* Raw data:

▶

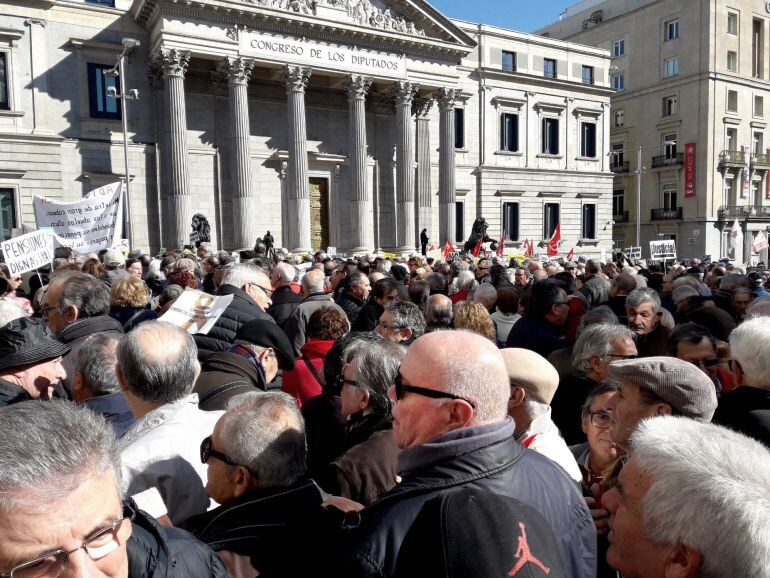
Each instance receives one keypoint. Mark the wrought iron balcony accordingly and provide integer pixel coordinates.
(666, 214)
(667, 160)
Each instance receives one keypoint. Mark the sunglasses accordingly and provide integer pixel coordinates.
(401, 388)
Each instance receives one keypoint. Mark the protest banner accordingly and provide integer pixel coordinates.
(28, 252)
(91, 224)
(196, 312)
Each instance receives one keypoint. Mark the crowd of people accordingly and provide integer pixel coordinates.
(369, 416)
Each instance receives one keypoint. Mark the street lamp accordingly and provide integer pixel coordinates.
(638, 172)
(119, 71)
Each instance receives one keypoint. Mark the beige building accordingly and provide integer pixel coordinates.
(692, 79)
(345, 123)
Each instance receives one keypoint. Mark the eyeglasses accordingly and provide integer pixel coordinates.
(97, 545)
(401, 388)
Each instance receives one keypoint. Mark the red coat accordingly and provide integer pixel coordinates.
(300, 383)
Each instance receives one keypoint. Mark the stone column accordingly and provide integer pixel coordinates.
(297, 185)
(356, 87)
(424, 197)
(447, 98)
(404, 93)
(245, 209)
(174, 64)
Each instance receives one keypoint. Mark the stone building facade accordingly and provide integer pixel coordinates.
(696, 74)
(345, 123)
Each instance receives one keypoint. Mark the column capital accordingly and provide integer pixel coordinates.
(356, 86)
(447, 98)
(296, 78)
(173, 62)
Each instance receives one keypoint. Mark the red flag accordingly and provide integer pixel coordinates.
(553, 242)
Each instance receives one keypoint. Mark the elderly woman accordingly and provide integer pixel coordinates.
(368, 468)
(129, 297)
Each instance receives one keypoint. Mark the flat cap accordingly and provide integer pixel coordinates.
(532, 372)
(679, 383)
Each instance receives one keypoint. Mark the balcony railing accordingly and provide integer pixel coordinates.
(620, 167)
(666, 214)
(667, 160)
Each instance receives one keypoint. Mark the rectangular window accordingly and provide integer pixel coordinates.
(588, 139)
(5, 102)
(509, 61)
(459, 128)
(101, 105)
(509, 132)
(550, 136)
(672, 29)
(550, 219)
(589, 222)
(511, 220)
(671, 66)
(588, 74)
(7, 214)
(459, 222)
(549, 67)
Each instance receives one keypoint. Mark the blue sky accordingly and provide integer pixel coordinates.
(522, 15)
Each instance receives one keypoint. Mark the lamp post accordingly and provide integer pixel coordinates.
(125, 95)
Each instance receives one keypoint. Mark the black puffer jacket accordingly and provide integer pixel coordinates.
(156, 551)
(241, 310)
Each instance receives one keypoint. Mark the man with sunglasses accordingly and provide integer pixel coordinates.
(450, 419)
(61, 510)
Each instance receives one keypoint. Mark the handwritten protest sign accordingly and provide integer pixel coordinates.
(91, 224)
(28, 252)
(196, 312)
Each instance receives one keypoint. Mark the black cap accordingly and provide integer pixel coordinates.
(27, 341)
(473, 532)
(266, 333)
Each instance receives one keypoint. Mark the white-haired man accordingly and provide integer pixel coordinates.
(451, 397)
(695, 508)
(747, 408)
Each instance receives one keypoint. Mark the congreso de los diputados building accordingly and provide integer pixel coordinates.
(353, 124)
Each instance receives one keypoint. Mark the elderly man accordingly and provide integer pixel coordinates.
(256, 470)
(597, 346)
(401, 322)
(61, 512)
(669, 497)
(533, 382)
(75, 307)
(314, 298)
(747, 408)
(30, 361)
(644, 312)
(157, 368)
(251, 291)
(451, 397)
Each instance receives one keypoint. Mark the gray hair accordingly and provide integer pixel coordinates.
(693, 483)
(158, 362)
(265, 432)
(597, 340)
(96, 363)
(643, 295)
(750, 346)
(407, 315)
(49, 449)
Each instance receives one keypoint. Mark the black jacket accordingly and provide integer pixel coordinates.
(483, 457)
(241, 310)
(285, 301)
(75, 335)
(156, 551)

◀

* Brief: An exact, picture-free copy of the listing above is the goal; write it out now.

* Solution below:
Each instance receives one keypoint. Mark the wrought iron balcony accordingly and provide integer pixel coordinates.
(666, 214)
(667, 160)
Each instance receives one keypoint. Mark the sunglasses accordingly and provide integer pixel coordinates.
(401, 388)
Each instance receives one keypoint. Mark the protest banner accordingly and provide integer pixel coordinates.
(28, 252)
(91, 224)
(196, 312)
Each instance receives one keypoint. Mark the crowd of people accordingly and provide integer pixel coordinates.
(369, 416)
Each instance receives one keypoint. Mark the street lamp accordingly and provide integer pixel coordinates.
(638, 172)
(119, 71)
Each instance receives one keypoint. Mark the beige building accordingly and provide integer pixel coordinates.
(692, 79)
(345, 123)
Each instance receives one keypoint. Mark the eyeglasses accordingly and provide integer pixel coordinates.
(97, 545)
(401, 388)
Each instance receives one keypoint. Mark the red coat accordingly and provide integer pixel coordinates.
(300, 383)
Each instance receives one keypoint. Mark the stone column accordingly and provide integer pixel coordinates.
(297, 185)
(356, 87)
(424, 197)
(447, 98)
(404, 93)
(245, 209)
(174, 64)
Each instance receives one keypoint. Mark the stone building facade accordingly and provide integer pixel coordinates.
(696, 74)
(345, 123)
Each instance receives one keypoint. Mark the column capital accordingly and provide integer pixel coordinates.
(356, 86)
(447, 98)
(296, 78)
(173, 62)
Each instance receives one keypoint. Mark the red flag accordingly and provide integer pixel coordinates.
(553, 242)
Each instance receives one keypoint. Mark the elderly woman accordingly and provide integer pixel coordinates.
(368, 468)
(129, 297)
Each instance receives one keypoint. Mark the flat cap accordingly and provide integer pixel coordinates.
(532, 372)
(679, 383)
Each instance receives one keypoint. Mark the balcony railing accordingly and provide integer pixel coordinates.
(620, 167)
(666, 214)
(667, 160)
Each instance receives one keypoint. Mark the rectangular window accordingly and provide integer pixel coordinates.
(588, 139)
(5, 102)
(509, 61)
(459, 128)
(101, 105)
(509, 132)
(550, 136)
(672, 29)
(550, 219)
(589, 222)
(511, 220)
(671, 66)
(588, 74)
(7, 214)
(459, 222)
(549, 67)
Each instance receives one keypoint. Mark the blue sky accordingly and provide integer pixel coordinates.
(522, 15)
Each instance receives one keypoint. Mark the lamp post accordingly and provide integer pixel coordinates.
(125, 95)
Each instance receives one keypoint. Mark the black puffer jacket accordingly and provide integer pixel coordinates.
(156, 551)
(241, 310)
Each instance receives one keypoint. Mark the man with sunglasses accordingly and provide integer pixel coordinates.
(450, 419)
(61, 510)
Each instance receives one keypoint. Mark the handwritten protest sign accordingly and provide integer pixel coordinates.
(91, 224)
(28, 252)
(196, 312)
Each instance receives one keypoint. Mark the black cap accordingly and provide integer pixel coordinates.
(27, 341)
(473, 532)
(266, 333)
Each instance receives one keypoint. Mark the white-haired man accordingly and provide integer pixel coordinates.
(451, 397)
(695, 508)
(747, 408)
Each instance receives one keypoint. Mark the congreso de los diputados building accordingly and provide integer pixel coordinates.
(353, 124)
Each instance receives one keypoint. Mark the elderly man accordingly and provide integer pixel coordinates.
(256, 470)
(597, 346)
(401, 322)
(61, 512)
(669, 497)
(533, 382)
(75, 307)
(314, 298)
(747, 408)
(30, 361)
(644, 312)
(157, 368)
(251, 291)
(451, 397)
Each instance receives one keypoint. Mark the gray hair accordingly and provide integer pixel coordinates.
(693, 483)
(158, 362)
(265, 432)
(597, 340)
(96, 363)
(643, 295)
(750, 346)
(407, 315)
(49, 449)
Each instance receives one keypoint. Mark the black jacket accordingly and provide integer pixel coordinates.
(483, 457)
(241, 310)
(285, 301)
(75, 335)
(156, 551)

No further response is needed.